**Trecho selecionado:**

***

Considera que, para poder reivindicar esse direito e cumprir esse dever, os cidadãos devem ter acesso à informação, ter direito a participar da tomada de decisões e ter acesso à justiça em questões ambientais, e reconhece, a este respeito, que os cidadãos podem precisar de assistência para exercer seus direitos.

Esta convenção reconhece, também, que, na seara do meio ambiente, o melhor acesso à informação e a participação do público na tomada de decisões, melhoram a qualidade e a implementação das decisões, e contribuem para a conscientização pública sobre questões ambientais.

A Convenção estabelece a oportunidade de que o público expresse suas preocupações e permite que as autoridades públicas levem em devida conta essas preocupações. Com base em considerações adicionais, responsabilidade e transparência na tomada de decisões, a convenção visa fortalecer o apoio do público às decisões sobre o meio ambiente, de que o público precisa estar ciente dos procedimentos de participação na tomada de decisões ambientais, ter livre acesso a eles e saber usá-los.

Ela está assentada em três pilares: acesso à informação; participação pública; e acesso à justiça, previstos nos seus artigos 4 a 9, os quais dependem um do outro para a plena implementação da convenção.

Para tanto, considera como “Público”: uma ou mais pessoas singulares ou coletivas, bem como as suas associações, organizações ou agrupamentos de acordo com a legislação ou práticas nacionais; e “Público envolvido”: o público afetado ou suscetível de ser afetado pelo processo de tomada de decisões no domínio do ambiente ou interessado em tais decisões; presumindo como partes interessadas as Organizações Não Governamentais que promovam a proteção do ambiente e que satisfaçam requisitos estabelecido no âmbito dos estados signatários.

***

**Material fornecido:**
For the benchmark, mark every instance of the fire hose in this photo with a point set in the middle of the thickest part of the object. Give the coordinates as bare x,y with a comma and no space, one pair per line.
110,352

***

**Tarefas e exercícios:**
1 – No trecho sobre a convenção ambiental, reescreva em forma de lista o parágrafo que começa com "Para tanto, considera como". Mantenha as definições e a presunção nele contidas.
2 – Segundo o trecho sobre a convenção ambiental, em quais artigos estão previstos os três pilares da convenção?
3 – Prossiga com o trecho sobre a convenção ambiental, começando logo após a última frase apresentada.

**Respostas por tarefa:**
1 –
- "Público": uma ou mais pessoas singulares ou coletivas, além de suas associações, organizações ou agrupamentos, de acordo com a legislação ou as práticas nacionais.
- "Público envolvido": o público afetado ou suscetível de ser afetado pelo processo de tomada de decisões no domínio do ambiente, ou interessado nessas decisões.
- Partes interessadas presumidas: as Organizações Não Governamentais que promovam a proteção do ambiente e satisfaçam os requisitos estabelecidos no âmbito dos estados signatários.

2 – Nos artigos 4 a 9.

3 –
Pilar I – Acesso à informação

O acesso à informação é o primeiro dos pilares. A participação na tomada de decisões depende de informações completas, precisas e atualizadas.

O pilar de acesso à informação contém duas partes, a primeira diz respeito ao direito do público de buscar informações junto às autoridades públicas e a obrigação das autoridades públicas de fornecer informações em resposta a uma solicitação. A segunda parte do pilar da informação diz respeito ao direito do público de receber informações e a obrigação das autoridades de coletar e disseminar informações de interesse público sem a necessidade de uma solicitação específica.

Pilar II – Participação pública na tomada de decisões

O segundo pilar da Convenção de Aarhus é o pilar da participação pública, a partir da adequada informação para garantir que o público possa participar de maneira informada e o acesso a pilar da justiça para garantir que a participação ocorra na realidade e não apenas no papel.

A participação pode dizer respeito a quem pode ser afetado ou estiver interessado na tomada de decisões sobre uma atividade específica, ou ainda, à participação do público no desenvolvimento de planos, programas e políticas relacionadas ao meio ambiente, ou na preparação de leis, regras e normas juridicamente vinculativas.

Pilar III – Acesso à justiça

O terceiro pilar é o acesso à justiça. Ajuda a fazer cumprir o pilar de informação (especificamente, o artigo 4 sobre solicitações de informação) e o pilar de participação do público (especificamente, artigo 6 sobre participação do público em decisões sobre atividades específicas) nos sistemas jurídicos nacionais, bem como quaisquer outras disposições. Também fornece um mecanismo para o público fazer cumprir a lei ambiental diretamente.

É interessante observar a atualidade da Convenção frente às questões ambientais. No que tange ao cenário brasileiro, as lições da Convenção podem auxiliar a transição de uma participação “consultiva” (a exemplo da que temos prevista em nossas normas internas para Avaliação de Impacto Ambiental) para uma participação com poder decisório (apesar de uma incipiente emergência de intervenção possibilitada pela Lei n. 7.802/89[3], que disciplina atividades envolvendo o uso de agroquímicos, seus componentes e similares, que prevê que certas organizações têm o direito de solicitar o cancelamento ou contestação do registro de agroquímicos e similares quando puderem prejudicar o meio ambiente e a saúde dos seres vivos).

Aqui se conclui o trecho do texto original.